Source document:
----------------

Content Discovery

The Content Discovery feature allows files to be tagged based on text that they contain. Whether for compliance or competitive reasons, organisations often need to identify documents of special interest.

  • Which documents contain personal data restricted under GDPR?
  • What sales contracts reference obsolete SKUs?
  • Which files contain the name “Ernie Madoff”?

Content rules can also be used with Data Automation Rules that react to content discovery events by taking actions such as sending an email or moving a file.

Applies to:

  • Enterprise File Fabric Appliance [add-on] (since v1808)

See also:

This feature replaces PII Scanning and Detection.

Detecting Content

Content Discovery works by looking for content of interest after files are indexed by the search engine. This happens when files are added or updated, and when storage providers are added or synchronised. A set of content detectors is used to look for different kinds of information. (We refer to data identified by a content detector as “matching content”.)

Our example company operating within the GDPR might have a detector for UK NHS numbers and a detector for Spanish NIF numbers, among others. Our example sales organization company might have detectors for a specific set of SKUs

Automation

Data automation rules can be used to provide actions specific to particular content. For example, a file could be moved to Quarantine folder, or sharing permissions restricted. See Data Automation Rules for more information.

Classification

Files in which matching content is found are tagged and classified by the type of content discovered. Users with appropriate permissions can see the matched content that was found in a document on the File Manager’s “Info” tab for that document and elsewhere in the Web file Manager.

Notifications

Administrators and users with the Content Discovery role receive an email and a message when documents containing matching content are detected. The file owner (the user who uploaded the file) also receives an email and a message.

An email is sent to administrators and Content Discovery users when a share link is generated for a file in which matching content has been detected.

----------------

Collected data entries:
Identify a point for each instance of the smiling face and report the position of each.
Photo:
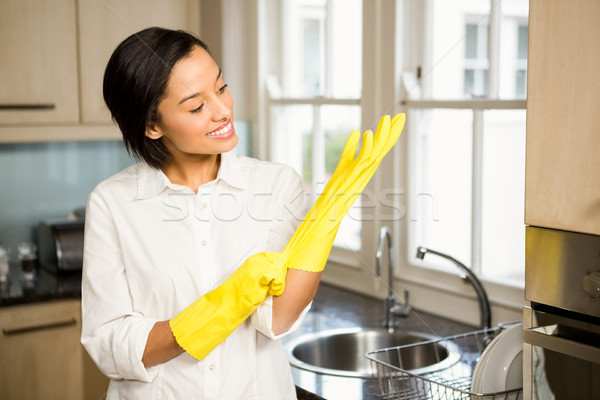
(196, 113)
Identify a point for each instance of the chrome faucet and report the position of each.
(485, 314)
(392, 309)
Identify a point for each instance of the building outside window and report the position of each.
(468, 160)
(462, 85)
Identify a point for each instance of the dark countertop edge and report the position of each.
(336, 307)
(46, 286)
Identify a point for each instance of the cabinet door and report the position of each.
(104, 24)
(38, 68)
(41, 351)
(563, 118)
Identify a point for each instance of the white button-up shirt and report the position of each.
(152, 248)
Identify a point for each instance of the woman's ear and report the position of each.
(153, 131)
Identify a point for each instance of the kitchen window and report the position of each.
(467, 137)
(314, 96)
(458, 70)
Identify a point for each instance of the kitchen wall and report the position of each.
(48, 180)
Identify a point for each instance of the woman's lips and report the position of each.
(223, 132)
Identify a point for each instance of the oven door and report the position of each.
(561, 357)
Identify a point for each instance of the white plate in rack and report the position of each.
(500, 366)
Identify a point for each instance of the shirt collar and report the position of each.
(152, 181)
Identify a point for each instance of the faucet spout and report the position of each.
(392, 308)
(485, 314)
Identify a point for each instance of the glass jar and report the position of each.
(28, 257)
(3, 264)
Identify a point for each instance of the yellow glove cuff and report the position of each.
(208, 321)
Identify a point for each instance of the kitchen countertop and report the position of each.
(335, 308)
(332, 308)
(46, 286)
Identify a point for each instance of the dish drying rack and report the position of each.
(449, 379)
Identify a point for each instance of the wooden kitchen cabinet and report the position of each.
(54, 56)
(104, 24)
(42, 356)
(563, 122)
(38, 69)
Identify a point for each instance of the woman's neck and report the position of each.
(193, 172)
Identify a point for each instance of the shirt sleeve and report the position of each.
(294, 210)
(113, 334)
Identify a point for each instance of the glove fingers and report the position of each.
(366, 151)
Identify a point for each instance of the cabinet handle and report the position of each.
(23, 329)
(27, 106)
(546, 337)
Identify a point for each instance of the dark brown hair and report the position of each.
(135, 81)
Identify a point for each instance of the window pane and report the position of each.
(323, 49)
(459, 59)
(513, 50)
(503, 230)
(441, 211)
(312, 57)
(289, 140)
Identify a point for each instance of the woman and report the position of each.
(195, 260)
(163, 232)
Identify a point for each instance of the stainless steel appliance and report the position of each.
(561, 349)
(60, 245)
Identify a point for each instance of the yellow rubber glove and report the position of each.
(309, 248)
(208, 321)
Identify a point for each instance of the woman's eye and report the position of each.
(195, 110)
(222, 89)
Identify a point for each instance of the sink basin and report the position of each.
(342, 352)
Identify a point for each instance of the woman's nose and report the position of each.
(220, 109)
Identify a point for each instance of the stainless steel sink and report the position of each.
(342, 352)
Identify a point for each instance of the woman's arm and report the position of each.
(161, 345)
(300, 289)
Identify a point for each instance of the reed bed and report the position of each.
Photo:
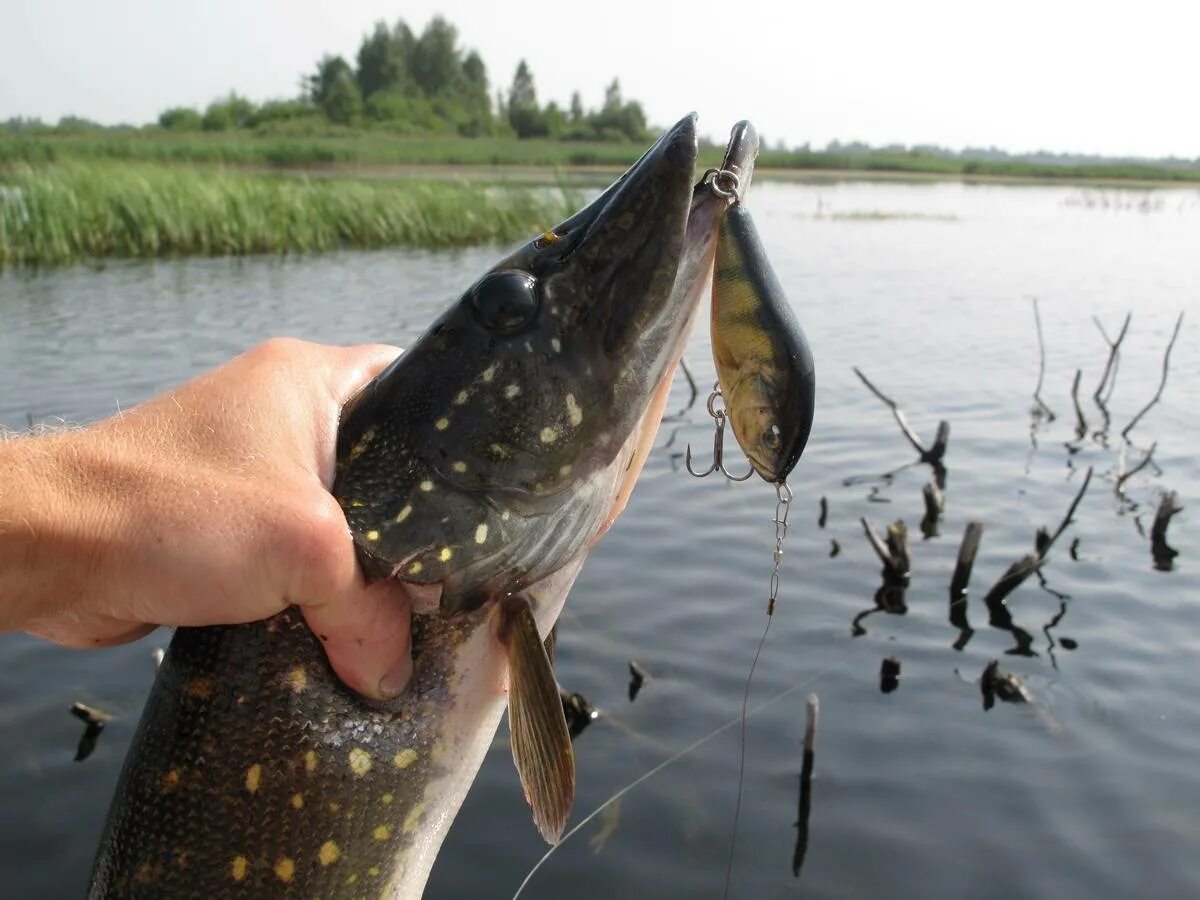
(71, 211)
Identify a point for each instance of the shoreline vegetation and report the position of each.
(405, 145)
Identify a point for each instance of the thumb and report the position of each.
(367, 637)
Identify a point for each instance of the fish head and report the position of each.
(490, 454)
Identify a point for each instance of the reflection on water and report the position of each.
(936, 309)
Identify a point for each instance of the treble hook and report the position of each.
(718, 463)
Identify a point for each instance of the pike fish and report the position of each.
(763, 361)
(484, 465)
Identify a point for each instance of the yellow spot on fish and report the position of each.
(413, 817)
(329, 853)
(405, 759)
(298, 679)
(285, 869)
(360, 761)
(199, 688)
(573, 411)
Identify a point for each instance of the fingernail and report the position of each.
(393, 684)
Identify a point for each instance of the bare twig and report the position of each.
(1015, 575)
(1042, 367)
(935, 503)
(1114, 349)
(1162, 384)
(1109, 378)
(1080, 421)
(892, 552)
(1126, 475)
(967, 551)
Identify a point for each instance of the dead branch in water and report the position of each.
(1162, 384)
(1080, 421)
(1109, 370)
(967, 552)
(1041, 408)
(935, 504)
(893, 552)
(1163, 552)
(931, 455)
(1122, 477)
(1015, 575)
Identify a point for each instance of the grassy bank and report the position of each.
(348, 148)
(69, 211)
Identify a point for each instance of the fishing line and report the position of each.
(783, 502)
(696, 744)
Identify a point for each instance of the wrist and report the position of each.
(53, 534)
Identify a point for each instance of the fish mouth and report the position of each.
(491, 454)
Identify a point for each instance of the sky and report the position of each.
(1111, 78)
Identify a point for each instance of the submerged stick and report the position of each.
(1162, 384)
(1126, 475)
(935, 504)
(1109, 367)
(1042, 367)
(813, 709)
(1163, 552)
(1080, 421)
(931, 455)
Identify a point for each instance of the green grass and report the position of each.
(70, 211)
(347, 148)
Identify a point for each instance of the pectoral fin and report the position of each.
(541, 745)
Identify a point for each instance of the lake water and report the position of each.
(1093, 790)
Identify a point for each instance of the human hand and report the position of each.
(205, 505)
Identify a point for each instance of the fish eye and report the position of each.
(771, 438)
(504, 301)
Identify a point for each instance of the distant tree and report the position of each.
(180, 119)
(342, 102)
(525, 117)
(382, 64)
(435, 63)
(329, 70)
(231, 112)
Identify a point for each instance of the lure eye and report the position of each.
(771, 438)
(504, 301)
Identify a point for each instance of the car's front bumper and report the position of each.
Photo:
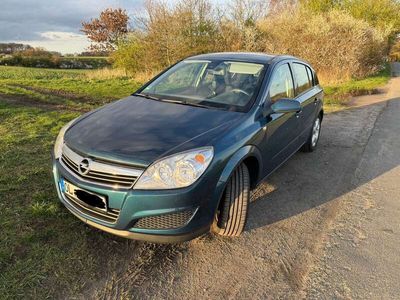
(134, 205)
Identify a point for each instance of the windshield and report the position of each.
(229, 85)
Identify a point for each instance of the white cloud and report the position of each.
(60, 41)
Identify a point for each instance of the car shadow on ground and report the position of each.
(309, 180)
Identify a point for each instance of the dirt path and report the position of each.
(285, 251)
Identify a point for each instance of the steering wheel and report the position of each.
(240, 91)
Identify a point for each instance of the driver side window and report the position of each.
(281, 84)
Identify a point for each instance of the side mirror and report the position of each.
(286, 106)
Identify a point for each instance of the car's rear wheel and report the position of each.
(313, 139)
(231, 216)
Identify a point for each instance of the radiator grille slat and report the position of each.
(166, 221)
(110, 216)
(101, 173)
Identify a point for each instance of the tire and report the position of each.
(231, 216)
(313, 139)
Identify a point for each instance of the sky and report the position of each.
(54, 24)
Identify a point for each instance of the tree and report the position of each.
(107, 30)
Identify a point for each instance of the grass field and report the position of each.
(45, 252)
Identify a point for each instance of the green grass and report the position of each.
(45, 252)
(340, 94)
(63, 87)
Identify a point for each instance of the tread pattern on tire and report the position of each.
(233, 214)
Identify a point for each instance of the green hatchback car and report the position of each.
(179, 157)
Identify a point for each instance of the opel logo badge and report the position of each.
(84, 166)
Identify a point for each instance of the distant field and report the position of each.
(74, 88)
(45, 252)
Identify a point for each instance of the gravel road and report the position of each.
(325, 225)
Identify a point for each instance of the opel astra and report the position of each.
(179, 157)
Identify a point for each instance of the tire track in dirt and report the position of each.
(288, 220)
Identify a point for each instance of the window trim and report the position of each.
(296, 89)
(273, 72)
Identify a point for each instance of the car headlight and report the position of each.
(176, 171)
(60, 140)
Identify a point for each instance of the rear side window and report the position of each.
(281, 84)
(310, 77)
(302, 80)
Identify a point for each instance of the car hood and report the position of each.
(138, 131)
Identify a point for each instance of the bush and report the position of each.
(336, 44)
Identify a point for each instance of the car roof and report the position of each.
(254, 57)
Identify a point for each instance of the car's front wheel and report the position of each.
(231, 216)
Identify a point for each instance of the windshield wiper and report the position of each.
(147, 96)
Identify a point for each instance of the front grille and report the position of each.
(167, 221)
(100, 172)
(111, 215)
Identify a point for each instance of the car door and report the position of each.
(308, 96)
(281, 128)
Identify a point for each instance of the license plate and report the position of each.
(89, 198)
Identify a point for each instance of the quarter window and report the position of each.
(303, 83)
(310, 77)
(281, 84)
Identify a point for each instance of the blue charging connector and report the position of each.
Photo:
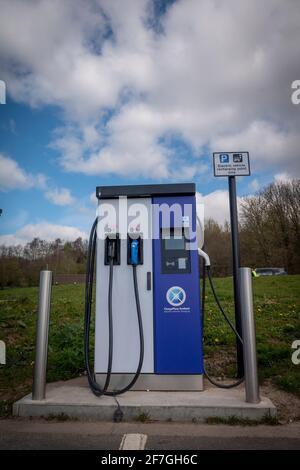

----------------

Task requirements:
Can you extend the Content Discovery page, picking up right after its final sentence? The records were gathered from a separate source.

Expected output:
Automation rules can use used to send notifications to other roles and specific email addresses.

Users with appropriate permission are able to easily search for and retrieve documents tagged as containing matching content.

Metadata Indexing

The Enterprise File Fabric updates it's metadata index when files are added, updated or deleted through the fabric, or when storage providers are synchronised.

The metadata index is a cache of the file name, size, timestamps and other information that provide fast file searches and directory listings.

Content Indexing

If providers are enabled for search files their content is also scanned and indexed.

Files are scanned slightly differently based on the type of content they contain (text, xml, json, or media) and this is determined by the file's extension. Over one hundred extensions are recognized including: 'txt', 'doc', 'docx', 'rtf', 'pdf', 'htm', 'html', 'xls', 'xlsx', 'ppt' and 'pptx'. Individual files within archives (those with a 'zip' or 'tar' extension for example) will be processed the same way.

Full-text content indexing supports deep search and is also required for content discovery.

Scanning in Process

While a file is being scanned and indexed, a visual indicator that the scan is in progress appears next to the file name in the File Manager. Also, a warning message that a scan is in progress is shown at the top of the directory listing in the File Manager.

Classification and Tagging of Files

When matching content is detected in a file, a category tag is added to the file metadata indicating the type of content that was detected. For example, if the File Fabric is configured to scan for US social security numbers as part of the “North America - National Identifiers” Content Detection Category, and one or more matching data values are found by the social security number detector when the file is scanned, then a tag with the value “US Social Security Number” will be added to the file's metadata under the “North America - National Identifiers” classification.

Notifications

Administrators and Content Discovery users are notified when a file with matching content has been detected.

Content Discovery users, including administrators, receive a notification by email:

The file owner (the user who uploaded the file), receives both an email and a message:

These messages are delivered through the Cloud File Manager and other applications.

Note that email appearance and contents can be adjusted by the appliance administrator.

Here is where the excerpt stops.